Your objective - Can you rewrite the entries from the line with "the player's shoulder?" to the line with "POLYGON ((228 57, 222", putting "upper arm" in place of "shoulder" and keeping everything else the same, with only those lines in your reply?

Data -
-------

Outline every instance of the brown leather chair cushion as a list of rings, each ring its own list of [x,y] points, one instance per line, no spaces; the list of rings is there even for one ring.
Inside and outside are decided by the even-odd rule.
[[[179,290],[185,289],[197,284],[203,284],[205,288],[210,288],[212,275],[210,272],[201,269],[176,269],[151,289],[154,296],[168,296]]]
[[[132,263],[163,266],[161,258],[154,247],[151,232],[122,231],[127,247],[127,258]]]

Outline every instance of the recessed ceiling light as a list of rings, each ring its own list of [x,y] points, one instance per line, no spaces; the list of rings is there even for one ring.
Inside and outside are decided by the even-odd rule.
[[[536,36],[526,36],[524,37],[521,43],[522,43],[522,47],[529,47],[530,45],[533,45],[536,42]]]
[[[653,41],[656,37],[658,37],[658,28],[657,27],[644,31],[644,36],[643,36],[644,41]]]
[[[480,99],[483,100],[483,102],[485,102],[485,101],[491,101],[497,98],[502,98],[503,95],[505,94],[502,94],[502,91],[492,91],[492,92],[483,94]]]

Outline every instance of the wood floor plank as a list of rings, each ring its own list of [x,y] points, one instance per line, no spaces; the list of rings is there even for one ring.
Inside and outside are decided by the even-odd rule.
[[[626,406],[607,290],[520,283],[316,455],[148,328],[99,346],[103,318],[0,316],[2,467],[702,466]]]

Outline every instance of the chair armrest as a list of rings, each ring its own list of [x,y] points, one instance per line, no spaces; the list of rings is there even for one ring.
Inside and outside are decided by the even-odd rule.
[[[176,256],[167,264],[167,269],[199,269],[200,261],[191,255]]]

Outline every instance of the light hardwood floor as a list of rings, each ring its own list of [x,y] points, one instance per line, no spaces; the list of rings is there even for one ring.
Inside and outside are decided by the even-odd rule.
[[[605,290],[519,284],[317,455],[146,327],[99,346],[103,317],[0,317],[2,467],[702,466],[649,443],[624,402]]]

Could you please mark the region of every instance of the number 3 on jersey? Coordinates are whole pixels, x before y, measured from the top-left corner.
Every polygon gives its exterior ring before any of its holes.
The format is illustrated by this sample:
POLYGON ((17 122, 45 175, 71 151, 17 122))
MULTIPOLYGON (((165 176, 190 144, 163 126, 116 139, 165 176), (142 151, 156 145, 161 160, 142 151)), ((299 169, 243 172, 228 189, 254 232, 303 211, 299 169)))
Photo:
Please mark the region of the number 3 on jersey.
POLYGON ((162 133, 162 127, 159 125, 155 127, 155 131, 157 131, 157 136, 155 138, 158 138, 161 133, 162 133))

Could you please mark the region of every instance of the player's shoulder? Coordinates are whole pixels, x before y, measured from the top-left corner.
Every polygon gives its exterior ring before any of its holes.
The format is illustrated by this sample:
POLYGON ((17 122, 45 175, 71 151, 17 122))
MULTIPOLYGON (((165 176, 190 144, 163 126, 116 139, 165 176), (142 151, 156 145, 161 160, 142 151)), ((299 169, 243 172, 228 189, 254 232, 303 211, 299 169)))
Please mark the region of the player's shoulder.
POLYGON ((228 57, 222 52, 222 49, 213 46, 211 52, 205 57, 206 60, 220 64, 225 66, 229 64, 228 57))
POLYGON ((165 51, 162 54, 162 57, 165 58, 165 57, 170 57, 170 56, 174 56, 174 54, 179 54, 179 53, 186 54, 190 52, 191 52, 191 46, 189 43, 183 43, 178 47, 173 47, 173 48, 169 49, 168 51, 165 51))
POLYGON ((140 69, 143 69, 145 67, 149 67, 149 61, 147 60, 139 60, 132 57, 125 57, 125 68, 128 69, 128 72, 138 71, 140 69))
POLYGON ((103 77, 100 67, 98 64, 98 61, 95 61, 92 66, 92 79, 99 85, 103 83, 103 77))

-------

Answer to the task -
Could you please mark the region of every instance of the player's upper arm? Coordinates are whole pixels, x before y, measured from the top-left corner.
Every polygon gives its exterior ring before any of its holes.
The format is illustrated by this sample:
POLYGON ((17 122, 45 175, 71 151, 17 122))
MULTIPOLYGON (((165 176, 190 144, 163 126, 116 139, 165 176), (142 151, 156 145, 161 160, 142 151)), ((299 169, 243 172, 228 189, 254 232, 303 211, 299 169)))
Please mark the region of the player's upper arm.
POLYGON ((228 57, 222 52, 222 49, 213 46, 211 52, 205 57, 206 60, 220 64, 225 66, 229 64, 228 57))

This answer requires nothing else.